→ **DOCUMENT TEXT**:

Any military attack on Belarus will be regarded as an attack on Russia with all the relevant consequences, according to the Russian Ambassador to Belarus Mikhail Babich.

"We have a full mutual understanding with our Belarusian partners on this issue," Babich told Belarus 1 television on Sunday, according to TASS, commenting on the U.S.’ plans to increase its military presence near the borders of Belarus and Russia.

"We have an operating regional grouping of troops and forces. All the components, needed for defense as well as the counteroffensive, are ready."

Last month Poland’s President Andrzej Duda called on Washington to deploy a permanent American military base on Polish soil. Duda believes that a permanent American presence will ensure Poland’s security, and has offered about $2 billion towards the cost of hosting a base that he said would be named "Fort Trump,” after the American president. U.S. Defense Secretary Jim Mattis said the Pentagon was inspecting the available area for a base, however, no decision has been made.

“Of course, this is an alarming factor,” Babich said.

The United States already maintains forces in Poland as part of NATO. In 2014, about 3,500 U.S. troops along with 87 tanks and 400 Humvees were sent there as a part of Operation Atlantic Resolve, a NATO exercise aimed at boosting the alliance's military presence in Eastern Europe. These forces operate on a rotational basis, however, and Warsaw has insisted that they stay. But a build-up of a military presence in Poland may violate the 1997 NATO-Russia Founding Act, which forbids the deployment of permanent forces in eastern Europe.

Russia has repeatedly criticized any expansion of NATO, especially close to its borders. Tensions have been running high recently between Moscow and Brussels, as NATO gears up for Trident Juncture – its largest military exercise since the collapse of the Soviet Union. Around 40,000 troops from 30 countries will take part.

(Dataset excerpt)
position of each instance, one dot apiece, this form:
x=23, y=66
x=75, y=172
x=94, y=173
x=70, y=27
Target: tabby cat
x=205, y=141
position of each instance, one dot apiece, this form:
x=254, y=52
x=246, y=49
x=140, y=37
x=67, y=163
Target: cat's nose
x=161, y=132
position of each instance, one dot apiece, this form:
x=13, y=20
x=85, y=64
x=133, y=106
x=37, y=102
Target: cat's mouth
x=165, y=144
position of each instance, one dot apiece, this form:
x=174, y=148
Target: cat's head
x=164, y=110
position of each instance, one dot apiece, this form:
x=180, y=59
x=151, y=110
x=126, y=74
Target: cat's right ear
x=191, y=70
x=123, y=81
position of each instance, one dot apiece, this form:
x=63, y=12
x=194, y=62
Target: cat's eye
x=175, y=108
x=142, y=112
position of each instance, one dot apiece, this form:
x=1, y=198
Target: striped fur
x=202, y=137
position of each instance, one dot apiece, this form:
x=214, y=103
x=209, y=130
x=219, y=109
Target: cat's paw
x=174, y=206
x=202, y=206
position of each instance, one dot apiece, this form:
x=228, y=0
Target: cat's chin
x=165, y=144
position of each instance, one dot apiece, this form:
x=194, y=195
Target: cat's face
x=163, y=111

→ **TASKS**:
A. In the news report on Russia's warning about Belarus, what name did Poland's president say the proposed American base would carry?
B. Please carry on the news report on Russia's warning about Belarus from where it stops.

→ **RESPONSES TO THE TASKS**:
A. "Fort Trump," after the American president.

B.
"Plans to increase the U.S. military contingent near the borders of Russia and Belarus do not contribute to the security of neighboring countries because neither for Poland nor for the neighboring states, where these bases are being deployed, such a confrontation will do nothing good,” Ambassador Babich said.

Despite Poland’s interest in housing an American base, not everyone agrees it is a good idea. A former commander of U.S. Army Europe, General Frederick Benjamin Hodges, opposes the Polish proposal.

“To begin with, many of our allies would see the establishment of a U.S. military base in Poland — or anywhere else in Central or Eastern Europe — as unnecessarily provocative,” Hodges wrote in an opinion piece published by Politico in June. “It would give Moscow an easy opportunity to claim that NATO is an aggressor and to somehow respond to protect Russian sovereignty.”

"What makes NATO the most successful military alliance in history is the cohesion of its members,” Hodges wrote. "Any policy that risks undermining that should be examined with a highly critical eye.”